--- Coordinate labeling data ---
---

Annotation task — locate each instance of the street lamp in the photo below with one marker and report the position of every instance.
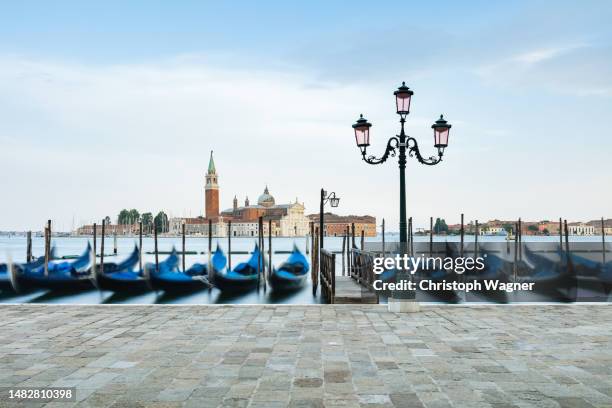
(402, 143)
(333, 201)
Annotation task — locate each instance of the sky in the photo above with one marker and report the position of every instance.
(114, 104)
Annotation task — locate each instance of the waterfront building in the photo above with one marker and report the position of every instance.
(596, 224)
(336, 225)
(580, 228)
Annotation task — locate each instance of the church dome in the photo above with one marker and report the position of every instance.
(265, 200)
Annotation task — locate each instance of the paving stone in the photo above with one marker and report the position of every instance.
(312, 356)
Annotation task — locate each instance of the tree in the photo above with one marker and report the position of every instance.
(147, 222)
(440, 226)
(161, 222)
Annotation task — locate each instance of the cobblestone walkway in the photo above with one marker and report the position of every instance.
(312, 356)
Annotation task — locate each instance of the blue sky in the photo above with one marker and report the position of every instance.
(117, 104)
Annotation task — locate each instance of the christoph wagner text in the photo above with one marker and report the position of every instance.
(414, 263)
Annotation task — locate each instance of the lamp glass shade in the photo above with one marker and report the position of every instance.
(403, 95)
(441, 137)
(362, 132)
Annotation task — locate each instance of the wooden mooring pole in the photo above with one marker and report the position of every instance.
(209, 244)
(476, 240)
(155, 248)
(29, 247)
(95, 232)
(183, 233)
(269, 247)
(362, 239)
(603, 241)
(140, 246)
(461, 232)
(343, 250)
(383, 232)
(430, 236)
(102, 246)
(229, 245)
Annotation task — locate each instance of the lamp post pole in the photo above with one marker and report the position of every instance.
(333, 201)
(404, 146)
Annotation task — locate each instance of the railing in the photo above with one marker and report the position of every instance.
(361, 268)
(328, 275)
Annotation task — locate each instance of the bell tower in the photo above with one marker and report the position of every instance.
(211, 191)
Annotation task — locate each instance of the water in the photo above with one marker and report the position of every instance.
(14, 249)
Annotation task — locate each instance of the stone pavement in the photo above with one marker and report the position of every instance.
(312, 356)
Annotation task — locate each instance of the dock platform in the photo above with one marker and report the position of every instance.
(349, 291)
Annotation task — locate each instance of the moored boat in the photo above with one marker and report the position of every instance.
(292, 274)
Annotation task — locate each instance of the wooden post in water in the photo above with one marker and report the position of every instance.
(93, 266)
(209, 244)
(140, 246)
(431, 236)
(156, 251)
(410, 237)
(343, 249)
(603, 241)
(183, 232)
(46, 251)
(229, 245)
(476, 232)
(566, 238)
(29, 247)
(560, 233)
(520, 239)
(461, 233)
(383, 231)
(259, 232)
(102, 246)
(269, 246)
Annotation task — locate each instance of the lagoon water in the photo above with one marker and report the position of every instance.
(14, 248)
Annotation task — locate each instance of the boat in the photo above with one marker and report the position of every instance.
(61, 276)
(172, 280)
(292, 274)
(130, 280)
(5, 275)
(242, 278)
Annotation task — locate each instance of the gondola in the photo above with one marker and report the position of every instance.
(292, 274)
(243, 278)
(129, 280)
(61, 276)
(5, 275)
(172, 280)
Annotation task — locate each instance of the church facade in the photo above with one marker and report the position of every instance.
(287, 220)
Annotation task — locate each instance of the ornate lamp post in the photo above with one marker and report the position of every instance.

---

--- EXERCISE AIM ---
Skip the pictures and print each record exactly as it stands.

--- RESULT FOR THIS TASK ---
Annotation task — locate each instance of the street lamp in the photo below with one marker and report the position of every instance.
(402, 143)
(333, 201)
Annotation task — locate each instance of the sky in the photo above with one marker and report the position of every instance.
(114, 104)
Annotation task — locate each instance of the waterfront building in the photo above with one marker and report the position of every instance.
(596, 224)
(336, 225)
(580, 228)
Annotation task — locate each instance of the church dome in the photo above with one marker and report the position of every instance.
(265, 200)
Annotation task — locate each instance of the paving stone in the photo above with one marker and report the position of every instance.
(312, 356)
Annotation task — locate each instance of the tree in the photo above with one marker and report the position of every instance.
(147, 222)
(440, 226)
(161, 222)
Annotation task — locate each instance of the cobblestone walkway in the photo above with one marker and report the position of every instance.
(312, 356)
Annotation task — locate each instance of the blue sky in the photo above with one marker and report the position of every instance.
(117, 104)
Annotation task — locate each instance of the christoph wagner text in the photo above with one marker and report the position of every instance.
(414, 263)
Annotation task — locate each instance of the lamp glass shade in the photo above with one marker and report the position of every instance.
(403, 95)
(441, 137)
(362, 132)
Annotation task — locate each instance of the wooden mooring pole in the photo above with one marker and report the position of every instance.
(209, 244)
(476, 240)
(155, 248)
(29, 247)
(95, 232)
(183, 233)
(269, 247)
(362, 239)
(603, 241)
(140, 246)
(461, 232)
(343, 250)
(383, 232)
(430, 236)
(102, 246)
(229, 245)
Annotation task — locate each instance of the lamp post pole in the photo above with one marker and report the position of every instance.
(333, 201)
(404, 146)
Annotation task — locate each instance of the railing in the photo above with one marker and report the position of every instance.
(361, 268)
(328, 275)
Annotation task — locate each instance of the bell tower in the photo above with one marker and report the position of every instance.
(211, 191)
Annotation task — locate each instance of the water in the photo above with one marker and report the position of every instance.
(14, 249)
Annotation task — locate each instance of the stone pavement in the photo above with one marker and report the position of every instance.
(312, 356)
Annotation task — locate each instance of the dock platform in the photo above with one marker and report the position of every instance.
(349, 291)
Annotation task — locate each instance of the moored boat in the photo above with one marker and report the position of every instance.
(292, 274)
Annotation task — locate each instance of the wooden post in water in the photo above with one marker and report the position of every instance.
(93, 266)
(209, 244)
(140, 246)
(431, 236)
(156, 251)
(410, 237)
(343, 249)
(603, 241)
(183, 232)
(46, 251)
(229, 245)
(476, 232)
(566, 238)
(29, 247)
(560, 233)
(520, 239)
(461, 233)
(383, 231)
(259, 232)
(102, 246)
(269, 246)
Annotation task — locate each instance of the lagoon water in the photo above with one marker and report the position of every instance.
(14, 248)
Annotation task — locate each instance of the boat in the photo above with one marker and report the position of every instance.
(61, 276)
(172, 280)
(292, 274)
(130, 280)
(5, 275)
(242, 278)
Annotation task — locate each instance of the gondola in the photo above with one marker and report the position of every instance.
(292, 274)
(243, 278)
(129, 280)
(61, 276)
(5, 275)
(172, 280)
Annotation task — locate each instance of the church facade in the photo above with one marker and report the position of every instance.
(287, 220)
Annotation task — locate each instance of the ornate lamp post in the photo above with one marker and report the position of every instance.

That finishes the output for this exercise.